_Listed records_:
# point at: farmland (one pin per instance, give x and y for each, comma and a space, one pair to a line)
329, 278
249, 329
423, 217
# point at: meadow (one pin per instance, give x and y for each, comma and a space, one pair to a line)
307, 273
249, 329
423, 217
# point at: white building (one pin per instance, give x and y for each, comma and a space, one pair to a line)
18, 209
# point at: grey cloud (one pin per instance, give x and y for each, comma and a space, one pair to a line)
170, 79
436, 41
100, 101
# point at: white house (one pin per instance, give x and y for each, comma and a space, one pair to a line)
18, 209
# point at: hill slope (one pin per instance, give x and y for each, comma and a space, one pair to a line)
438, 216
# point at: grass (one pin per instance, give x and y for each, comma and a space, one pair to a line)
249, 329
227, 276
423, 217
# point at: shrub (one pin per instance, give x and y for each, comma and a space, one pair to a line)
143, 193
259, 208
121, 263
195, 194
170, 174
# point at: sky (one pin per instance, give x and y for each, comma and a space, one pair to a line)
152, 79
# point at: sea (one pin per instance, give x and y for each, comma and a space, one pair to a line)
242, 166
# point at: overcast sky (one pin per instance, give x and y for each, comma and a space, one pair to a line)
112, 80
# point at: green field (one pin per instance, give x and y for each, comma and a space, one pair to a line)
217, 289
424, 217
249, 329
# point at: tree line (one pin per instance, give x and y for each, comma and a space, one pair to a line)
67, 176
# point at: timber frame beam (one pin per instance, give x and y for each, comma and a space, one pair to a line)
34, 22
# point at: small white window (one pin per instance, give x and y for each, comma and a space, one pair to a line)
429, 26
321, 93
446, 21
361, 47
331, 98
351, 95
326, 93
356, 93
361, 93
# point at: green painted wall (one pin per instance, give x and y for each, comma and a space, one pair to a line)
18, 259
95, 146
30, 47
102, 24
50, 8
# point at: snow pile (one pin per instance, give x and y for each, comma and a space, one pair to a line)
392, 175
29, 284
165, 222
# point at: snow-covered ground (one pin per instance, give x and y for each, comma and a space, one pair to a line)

_Exercise instructions_:
Please render the listing above as a Markdown table with the columns Row and Line, one numbered row for every line and no rows for blank lines.

_The result_:
| Row | Line |
|---|---|
| 1 | # point at: farmland (one pin per instance, give x and y for each, comma and a space, one pair to a line) |
| 2 | 329, 278 |
| 3 | 249, 329 |
| 4 | 423, 217 |
| 5 | # point at: meadow (one pin per instance, give x and y for each, comma and a space, one pair to a line) |
| 6 | 307, 273 |
| 7 | 249, 329 |
| 8 | 423, 217 |
| 9 | # point at: white building (one pin per instance, give x and y for each, comma and a space, one pair to a line) |
| 10 | 18, 209 |
| 11 | # point at: grey cloud (one pin per instance, give x and y for each, comma and a space, one pair to a line) |
| 12 | 170, 79 |
| 13 | 436, 41 |
| 14 | 100, 101 |
| 15 | # point at: white house (one pin per instance, give x and y for each, comma and a space, one pair to a line) |
| 16 | 18, 209 |
| 17 | # point at: hill slope (one pin per instance, give x and y for each, comma and a space, one pair to a line) |
| 18 | 438, 216 |
| 19 | # point at: grass (one pin per instance, give x and y for each, comma and a space, one pair to a line) |
| 20 | 249, 329 |
| 21 | 227, 276 |
| 22 | 423, 217 |
| 23 | # point at: shrub (one pin per instance, give x and y for each, comma and a space, one pair to a line) |
| 24 | 143, 193 |
| 25 | 259, 208 |
| 26 | 121, 263 |
| 27 | 195, 194 |
| 28 | 170, 174 |
| 29 | # point at: sky (one pin per instance, give x and y for each, comma and a space, one pair to a line) |
| 30 | 152, 79 |
| 31 | # point at: sea (one pin per instance, give x and y for each, comma and a space, one pair to a line) |
| 32 | 242, 166 |
| 33 | # point at: overcast sky (one pin per instance, give x and y for each, comma and a space, one pair to a line) |
| 34 | 112, 80 |
| 35 | # point at: green field (one pin per instance, give x and y for each, comma and a space, one pair to a line) |
| 36 | 217, 289 |
| 37 | 424, 217 |
| 38 | 249, 329 |
| 39 | # point at: tree line (one pin per instance, give x and y for each, comma and a space, one pair to a line) |
| 40 | 67, 176 |
| 41 | # point at: timber frame beam (one pin per instance, give x and y for each, comma and a space, one pair to a line) |
| 42 | 34, 22 |
| 43 | # point at: small white window (one pin per instance, give x and y for each, comma and a space, one pair to a line) |
| 44 | 429, 26 |
| 45 | 321, 93 |
| 46 | 446, 21 |
| 47 | 361, 47 |
| 48 | 331, 98 |
| 49 | 351, 95 |
| 50 | 326, 93 |
| 51 | 356, 93 |
| 52 | 361, 93 |
| 53 | # point at: green painted wall (one pin per instance, give x and y for each, comma and a space, one pair to a line) |
| 54 | 18, 259 |
| 55 | 95, 146 |
| 56 | 30, 47 |
| 57 | 102, 24 |
| 58 | 50, 8 |
| 59 | # point at: snow pile (one pin per instance, give x and y for each, comma and a space, one pair to a line) |
| 60 | 392, 175 |
| 61 | 29, 284 |
| 62 | 165, 222 |
| 63 | # point at: snow-covered ground (one pin per instance, give x and y for each, comma and a space, one pair to a line) |